- _Document excerpt_:
At the northern end of the Brymbo Heritage Site stands a towering sandstone wall stretching for around 8o metres. The imposing structure is a monument to industrial resolve and ingenuity and was constructed during the 19th century to both retain the land behind it and in order to load (charge) the furnaces. Coke and Iron ore could be lowered from above into the white heat below feeding the insatiable flames of industry.
However, the ‘Old Number 1’ furnace stands silent, its companions long gone, having been dismantled in the 1930s. When the adjacent furnaces were removed, the large brick buttresses were added for extra support creating the bays which can be seen today. The wall having lost its purpose is now inhabited by nesting birds and opportunist seedlings.
As part of the Brymbo Orchard Project the bays were identified as a perfect location for the ambitious project to graft a museum orchard of all Welsh Pear varieties onto three trees. During the day the thick walls backed by tonnes of soil are bathed in sunshine creating a warm microclimate against the stone, perfect for growing pears.
The trees were planted in 2017 and will eventually be trained in tiers as an espalier, about every 6 feet, until it reaches the top of the wall. The rootstocks are ‘Pyrus Communis’ or wild pear providing the required vigour, with ‘Beurre Hardy’ providing the structure. As the tiers produce laterals these will be bud grafted with different rare varieties such as ‘Gwehelog Red’ or ‘Rhydlydan’. Every tier will have several different varieties making each tree a unique collection.

- _The problem_: Write the next part of the text about the Brymbo furnace wall and its pear orchard, starting after its last sentence. The data placed after this text has no connection to it.

- _Provided information_:
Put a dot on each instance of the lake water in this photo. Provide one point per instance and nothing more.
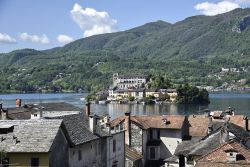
(241, 102)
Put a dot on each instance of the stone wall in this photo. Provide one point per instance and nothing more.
(59, 151)
(136, 137)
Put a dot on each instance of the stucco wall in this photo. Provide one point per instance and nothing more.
(24, 159)
(170, 139)
(59, 151)
(136, 137)
(91, 155)
(117, 157)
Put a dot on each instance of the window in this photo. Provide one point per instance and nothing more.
(79, 155)
(152, 153)
(114, 145)
(121, 127)
(151, 134)
(34, 162)
(6, 162)
(158, 134)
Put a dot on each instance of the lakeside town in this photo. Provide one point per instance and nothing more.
(130, 83)
(60, 134)
(135, 89)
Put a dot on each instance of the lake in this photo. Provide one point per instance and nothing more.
(241, 102)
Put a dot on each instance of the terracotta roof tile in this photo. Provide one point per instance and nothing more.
(237, 120)
(154, 121)
(132, 154)
(219, 154)
(198, 125)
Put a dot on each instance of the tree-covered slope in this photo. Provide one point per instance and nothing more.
(190, 50)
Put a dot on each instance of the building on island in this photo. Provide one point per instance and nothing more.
(128, 82)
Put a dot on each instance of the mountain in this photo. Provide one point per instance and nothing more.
(191, 50)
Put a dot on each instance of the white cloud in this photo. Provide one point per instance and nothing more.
(211, 9)
(241, 2)
(93, 22)
(64, 39)
(5, 38)
(34, 38)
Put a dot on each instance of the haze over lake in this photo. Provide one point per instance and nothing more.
(241, 102)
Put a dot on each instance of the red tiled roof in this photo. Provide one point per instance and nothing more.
(219, 156)
(132, 154)
(153, 121)
(198, 125)
(237, 120)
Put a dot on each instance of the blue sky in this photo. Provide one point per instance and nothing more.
(46, 24)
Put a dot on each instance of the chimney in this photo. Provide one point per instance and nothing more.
(210, 125)
(92, 123)
(128, 128)
(1, 110)
(245, 123)
(224, 134)
(18, 102)
(87, 109)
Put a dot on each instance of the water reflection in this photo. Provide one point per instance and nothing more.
(241, 102)
(115, 110)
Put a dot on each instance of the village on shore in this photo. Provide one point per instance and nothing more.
(140, 89)
(59, 134)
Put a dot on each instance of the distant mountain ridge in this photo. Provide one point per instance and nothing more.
(188, 50)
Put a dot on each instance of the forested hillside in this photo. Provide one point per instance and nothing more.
(193, 50)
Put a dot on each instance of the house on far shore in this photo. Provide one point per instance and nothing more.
(34, 143)
(128, 81)
(122, 94)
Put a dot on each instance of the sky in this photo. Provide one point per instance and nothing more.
(45, 24)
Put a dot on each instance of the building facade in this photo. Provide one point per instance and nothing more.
(128, 82)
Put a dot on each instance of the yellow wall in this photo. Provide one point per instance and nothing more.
(23, 159)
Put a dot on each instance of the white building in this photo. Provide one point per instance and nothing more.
(126, 82)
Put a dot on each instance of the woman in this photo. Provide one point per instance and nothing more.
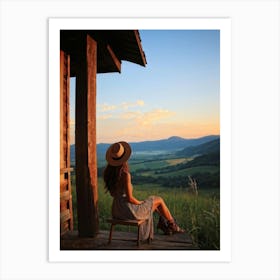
(125, 206)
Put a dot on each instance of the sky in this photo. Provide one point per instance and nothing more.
(176, 94)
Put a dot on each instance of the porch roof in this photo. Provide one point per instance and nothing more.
(113, 47)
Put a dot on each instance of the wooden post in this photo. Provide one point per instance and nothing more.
(86, 161)
(66, 214)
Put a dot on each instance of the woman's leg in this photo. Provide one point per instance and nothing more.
(160, 206)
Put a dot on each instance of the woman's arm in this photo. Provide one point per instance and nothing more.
(128, 190)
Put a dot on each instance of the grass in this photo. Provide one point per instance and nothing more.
(200, 215)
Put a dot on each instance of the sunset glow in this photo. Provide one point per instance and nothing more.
(176, 94)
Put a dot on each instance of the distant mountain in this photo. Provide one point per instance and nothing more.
(171, 144)
(205, 148)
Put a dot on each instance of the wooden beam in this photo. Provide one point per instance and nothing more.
(86, 161)
(114, 58)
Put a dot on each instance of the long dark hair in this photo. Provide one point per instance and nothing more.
(112, 175)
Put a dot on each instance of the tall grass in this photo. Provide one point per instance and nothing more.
(198, 214)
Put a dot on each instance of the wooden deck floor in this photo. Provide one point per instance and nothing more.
(125, 241)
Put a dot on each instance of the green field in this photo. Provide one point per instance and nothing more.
(167, 176)
(199, 215)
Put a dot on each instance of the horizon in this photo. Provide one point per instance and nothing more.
(152, 140)
(177, 93)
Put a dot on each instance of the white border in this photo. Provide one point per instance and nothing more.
(222, 255)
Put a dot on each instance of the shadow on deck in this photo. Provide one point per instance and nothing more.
(125, 241)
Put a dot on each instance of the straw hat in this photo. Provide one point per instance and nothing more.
(118, 153)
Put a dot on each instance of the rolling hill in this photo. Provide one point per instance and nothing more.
(171, 144)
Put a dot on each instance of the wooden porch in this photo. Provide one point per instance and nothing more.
(125, 241)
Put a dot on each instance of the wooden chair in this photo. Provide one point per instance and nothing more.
(137, 223)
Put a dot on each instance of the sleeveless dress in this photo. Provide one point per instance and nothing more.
(122, 209)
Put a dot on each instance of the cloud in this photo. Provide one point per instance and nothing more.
(105, 117)
(105, 107)
(137, 103)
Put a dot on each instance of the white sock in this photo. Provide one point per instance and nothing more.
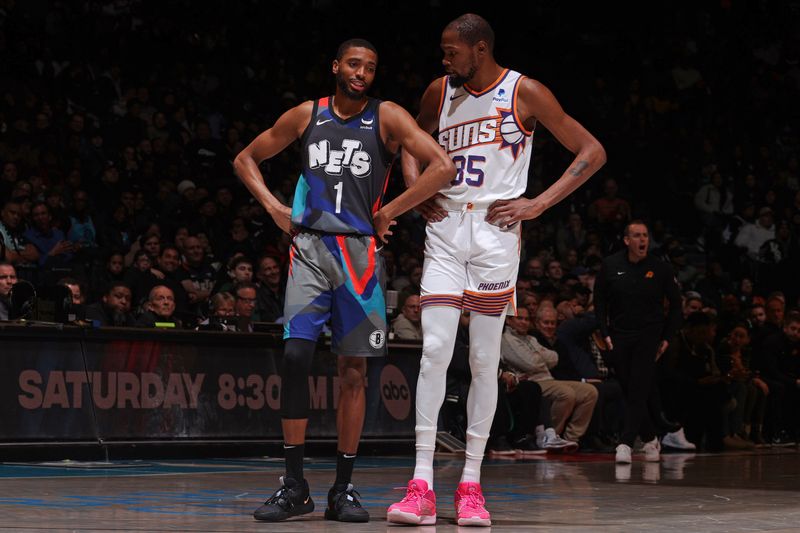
(439, 327)
(485, 333)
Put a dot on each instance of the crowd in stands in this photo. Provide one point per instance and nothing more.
(119, 122)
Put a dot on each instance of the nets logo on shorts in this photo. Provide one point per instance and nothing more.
(377, 338)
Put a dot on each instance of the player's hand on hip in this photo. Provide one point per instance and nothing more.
(504, 213)
(609, 343)
(382, 226)
(282, 216)
(431, 210)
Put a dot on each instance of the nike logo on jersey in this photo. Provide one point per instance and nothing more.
(351, 156)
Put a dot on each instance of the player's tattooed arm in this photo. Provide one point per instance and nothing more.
(579, 167)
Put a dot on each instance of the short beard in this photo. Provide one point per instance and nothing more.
(459, 81)
(341, 82)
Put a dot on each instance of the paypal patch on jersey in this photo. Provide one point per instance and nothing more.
(345, 171)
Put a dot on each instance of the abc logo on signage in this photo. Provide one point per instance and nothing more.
(395, 393)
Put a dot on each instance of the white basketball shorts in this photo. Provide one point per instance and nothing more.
(469, 263)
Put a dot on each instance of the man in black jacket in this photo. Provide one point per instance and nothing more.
(629, 300)
(114, 308)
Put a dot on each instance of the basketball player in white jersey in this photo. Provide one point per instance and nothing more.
(485, 116)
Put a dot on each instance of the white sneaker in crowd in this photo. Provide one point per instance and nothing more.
(624, 454)
(652, 451)
(677, 440)
(551, 441)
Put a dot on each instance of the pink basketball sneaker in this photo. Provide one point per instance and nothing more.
(470, 506)
(418, 507)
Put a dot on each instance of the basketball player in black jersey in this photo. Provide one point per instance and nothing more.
(348, 142)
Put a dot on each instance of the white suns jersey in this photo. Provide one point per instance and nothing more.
(486, 140)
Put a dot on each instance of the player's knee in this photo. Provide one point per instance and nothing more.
(297, 357)
(591, 393)
(352, 373)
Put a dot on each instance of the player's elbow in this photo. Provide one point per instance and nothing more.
(600, 155)
(240, 163)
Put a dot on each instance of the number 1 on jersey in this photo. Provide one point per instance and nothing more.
(339, 186)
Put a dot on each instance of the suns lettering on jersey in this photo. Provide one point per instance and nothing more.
(499, 129)
(351, 156)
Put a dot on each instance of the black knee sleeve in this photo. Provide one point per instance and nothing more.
(297, 357)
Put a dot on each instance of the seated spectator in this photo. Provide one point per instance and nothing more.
(743, 424)
(198, 274)
(140, 277)
(779, 364)
(18, 250)
(271, 289)
(526, 357)
(245, 304)
(573, 399)
(82, 229)
(221, 308)
(222, 305)
(75, 289)
(692, 303)
(167, 272)
(112, 271)
(160, 309)
(53, 248)
(240, 270)
(114, 309)
(516, 417)
(753, 234)
(575, 341)
(407, 325)
(8, 277)
(694, 391)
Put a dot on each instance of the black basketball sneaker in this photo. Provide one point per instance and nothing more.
(343, 505)
(292, 499)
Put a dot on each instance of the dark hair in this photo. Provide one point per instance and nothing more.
(113, 285)
(243, 285)
(168, 246)
(637, 222)
(238, 260)
(698, 319)
(472, 28)
(354, 43)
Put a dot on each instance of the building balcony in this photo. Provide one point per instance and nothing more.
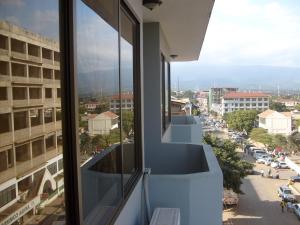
(22, 134)
(20, 103)
(7, 174)
(192, 174)
(49, 127)
(19, 79)
(23, 167)
(35, 80)
(47, 61)
(6, 138)
(37, 130)
(18, 55)
(35, 59)
(34, 102)
(51, 153)
(5, 103)
(48, 81)
(38, 161)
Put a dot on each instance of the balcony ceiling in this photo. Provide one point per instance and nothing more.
(184, 24)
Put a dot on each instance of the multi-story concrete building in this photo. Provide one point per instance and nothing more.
(30, 122)
(234, 101)
(102, 123)
(276, 122)
(126, 102)
(215, 96)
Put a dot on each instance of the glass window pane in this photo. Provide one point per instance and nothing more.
(128, 45)
(29, 51)
(98, 82)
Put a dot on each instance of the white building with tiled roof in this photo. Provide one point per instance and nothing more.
(233, 101)
(102, 123)
(276, 122)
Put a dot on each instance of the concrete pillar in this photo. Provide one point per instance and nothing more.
(152, 91)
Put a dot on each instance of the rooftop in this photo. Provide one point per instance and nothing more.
(245, 95)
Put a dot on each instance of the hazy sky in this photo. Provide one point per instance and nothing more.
(253, 32)
(243, 34)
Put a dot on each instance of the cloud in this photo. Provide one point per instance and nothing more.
(253, 33)
(14, 3)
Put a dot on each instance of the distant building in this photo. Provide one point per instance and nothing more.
(234, 101)
(289, 103)
(215, 95)
(126, 102)
(102, 123)
(91, 106)
(276, 122)
(202, 99)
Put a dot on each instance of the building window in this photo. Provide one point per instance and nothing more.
(166, 92)
(7, 195)
(115, 40)
(48, 92)
(3, 93)
(52, 168)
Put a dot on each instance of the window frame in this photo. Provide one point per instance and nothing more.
(70, 116)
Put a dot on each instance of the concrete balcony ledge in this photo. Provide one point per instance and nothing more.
(183, 120)
(184, 130)
(187, 177)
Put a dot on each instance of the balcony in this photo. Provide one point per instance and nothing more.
(21, 103)
(6, 138)
(51, 153)
(7, 175)
(183, 129)
(49, 127)
(37, 130)
(192, 174)
(22, 134)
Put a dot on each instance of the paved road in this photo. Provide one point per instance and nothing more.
(260, 203)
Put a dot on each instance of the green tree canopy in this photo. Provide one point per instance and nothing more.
(233, 167)
(277, 106)
(261, 135)
(241, 120)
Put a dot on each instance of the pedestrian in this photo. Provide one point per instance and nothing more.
(282, 206)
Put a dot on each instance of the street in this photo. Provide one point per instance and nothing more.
(260, 204)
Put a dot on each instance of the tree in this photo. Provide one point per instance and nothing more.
(233, 167)
(279, 140)
(277, 106)
(293, 142)
(241, 120)
(127, 121)
(98, 142)
(85, 144)
(261, 135)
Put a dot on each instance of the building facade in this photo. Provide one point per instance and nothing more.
(153, 160)
(30, 118)
(215, 96)
(276, 122)
(102, 123)
(234, 101)
(126, 102)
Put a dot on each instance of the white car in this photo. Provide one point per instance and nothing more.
(286, 194)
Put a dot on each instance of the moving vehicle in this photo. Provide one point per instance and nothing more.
(295, 178)
(286, 194)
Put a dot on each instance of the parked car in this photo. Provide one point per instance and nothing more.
(296, 209)
(286, 194)
(283, 165)
(295, 178)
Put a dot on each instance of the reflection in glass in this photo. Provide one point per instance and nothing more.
(127, 81)
(29, 41)
(98, 84)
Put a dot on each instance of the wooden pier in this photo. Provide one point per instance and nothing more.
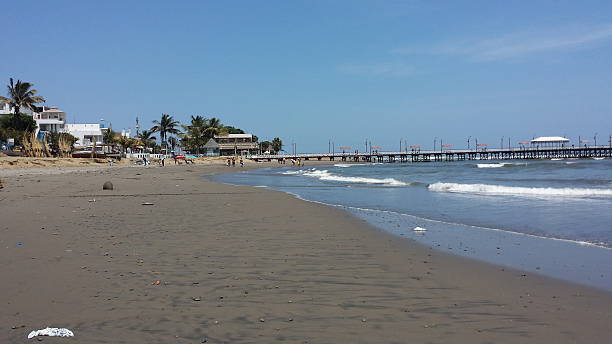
(451, 155)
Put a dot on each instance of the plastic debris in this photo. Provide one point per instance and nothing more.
(51, 332)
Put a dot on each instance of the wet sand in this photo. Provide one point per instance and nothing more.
(240, 264)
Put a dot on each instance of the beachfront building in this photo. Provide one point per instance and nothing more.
(211, 148)
(86, 134)
(549, 141)
(5, 109)
(49, 119)
(236, 144)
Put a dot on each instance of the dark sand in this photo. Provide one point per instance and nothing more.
(250, 265)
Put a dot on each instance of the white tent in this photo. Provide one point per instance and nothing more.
(550, 141)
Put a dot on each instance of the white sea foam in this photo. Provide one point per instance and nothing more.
(294, 172)
(326, 175)
(520, 191)
(501, 164)
(490, 165)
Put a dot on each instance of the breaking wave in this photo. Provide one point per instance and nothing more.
(501, 164)
(519, 191)
(326, 175)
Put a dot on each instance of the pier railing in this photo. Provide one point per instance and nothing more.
(450, 154)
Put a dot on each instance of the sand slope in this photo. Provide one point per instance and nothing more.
(249, 265)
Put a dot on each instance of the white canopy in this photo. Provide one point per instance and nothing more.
(550, 139)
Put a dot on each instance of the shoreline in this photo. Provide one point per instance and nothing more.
(345, 279)
(546, 256)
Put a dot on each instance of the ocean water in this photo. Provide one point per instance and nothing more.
(551, 217)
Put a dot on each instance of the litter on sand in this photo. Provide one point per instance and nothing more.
(51, 332)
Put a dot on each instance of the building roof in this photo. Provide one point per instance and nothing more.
(547, 139)
(211, 144)
(235, 136)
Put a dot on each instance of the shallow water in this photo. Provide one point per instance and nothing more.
(552, 217)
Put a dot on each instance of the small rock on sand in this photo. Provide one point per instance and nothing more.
(107, 186)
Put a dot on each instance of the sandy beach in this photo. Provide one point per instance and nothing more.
(170, 257)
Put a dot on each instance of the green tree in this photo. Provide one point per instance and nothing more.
(166, 125)
(264, 146)
(195, 136)
(109, 136)
(277, 144)
(54, 139)
(233, 130)
(147, 139)
(173, 142)
(21, 95)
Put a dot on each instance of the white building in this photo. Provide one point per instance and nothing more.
(550, 141)
(86, 134)
(236, 144)
(5, 109)
(49, 119)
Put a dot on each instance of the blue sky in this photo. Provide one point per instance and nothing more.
(311, 71)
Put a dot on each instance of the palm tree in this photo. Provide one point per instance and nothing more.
(167, 125)
(21, 94)
(147, 138)
(173, 141)
(213, 127)
(195, 135)
(277, 144)
(109, 136)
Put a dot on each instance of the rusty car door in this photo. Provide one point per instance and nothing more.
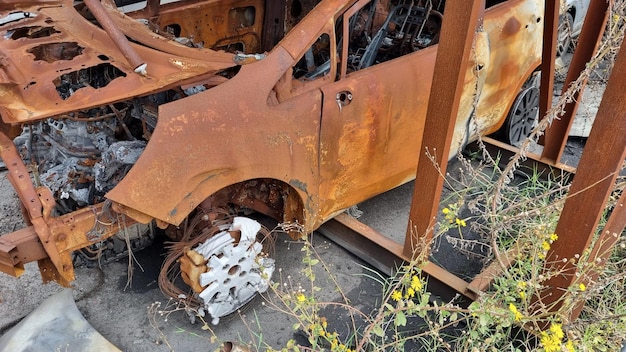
(372, 125)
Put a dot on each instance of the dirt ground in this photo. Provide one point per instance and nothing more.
(129, 318)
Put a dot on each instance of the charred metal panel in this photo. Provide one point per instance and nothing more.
(234, 25)
(35, 66)
(328, 118)
(252, 133)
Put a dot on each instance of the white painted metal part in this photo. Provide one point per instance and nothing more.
(236, 271)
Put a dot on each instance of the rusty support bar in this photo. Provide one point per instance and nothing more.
(548, 54)
(556, 135)
(18, 248)
(504, 152)
(116, 35)
(387, 255)
(595, 178)
(457, 34)
(604, 246)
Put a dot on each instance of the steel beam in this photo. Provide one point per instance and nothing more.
(387, 255)
(597, 171)
(457, 34)
(556, 135)
(533, 162)
(548, 54)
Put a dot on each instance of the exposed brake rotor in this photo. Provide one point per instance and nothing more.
(228, 269)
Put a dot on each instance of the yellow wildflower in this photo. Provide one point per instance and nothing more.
(396, 295)
(513, 309)
(549, 343)
(416, 283)
(556, 330)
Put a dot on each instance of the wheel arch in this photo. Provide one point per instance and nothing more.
(272, 197)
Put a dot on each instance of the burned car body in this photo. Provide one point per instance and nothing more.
(118, 117)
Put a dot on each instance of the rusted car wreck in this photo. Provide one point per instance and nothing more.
(117, 117)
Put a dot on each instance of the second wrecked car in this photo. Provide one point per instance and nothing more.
(120, 116)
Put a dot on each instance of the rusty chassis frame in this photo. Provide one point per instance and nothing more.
(50, 240)
(602, 158)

- _Response to the task_:
By preserving old and rare varieties the project aims to help create living gene banks which can be utilised in the future. This fits in with the ethos of the heritage site as a whole, preserving out industrial past for future generations. However, the process has not been solely about preserving old and rare varieties, but also about learning new skills. As part of the project training was provided in bud grafting, as well as the aftercare required to make them thrive.
The walls have also provided the ideal temporary nursery for our apple grafts destined for one of our school community orchards. What the 19th century workers choked in dust and deafened by the sounds of industry would have made of our tranquil reinvention of their walls is hard to imagine. Hopefully the espaliers will create an impressive new feature which will also be around for generations.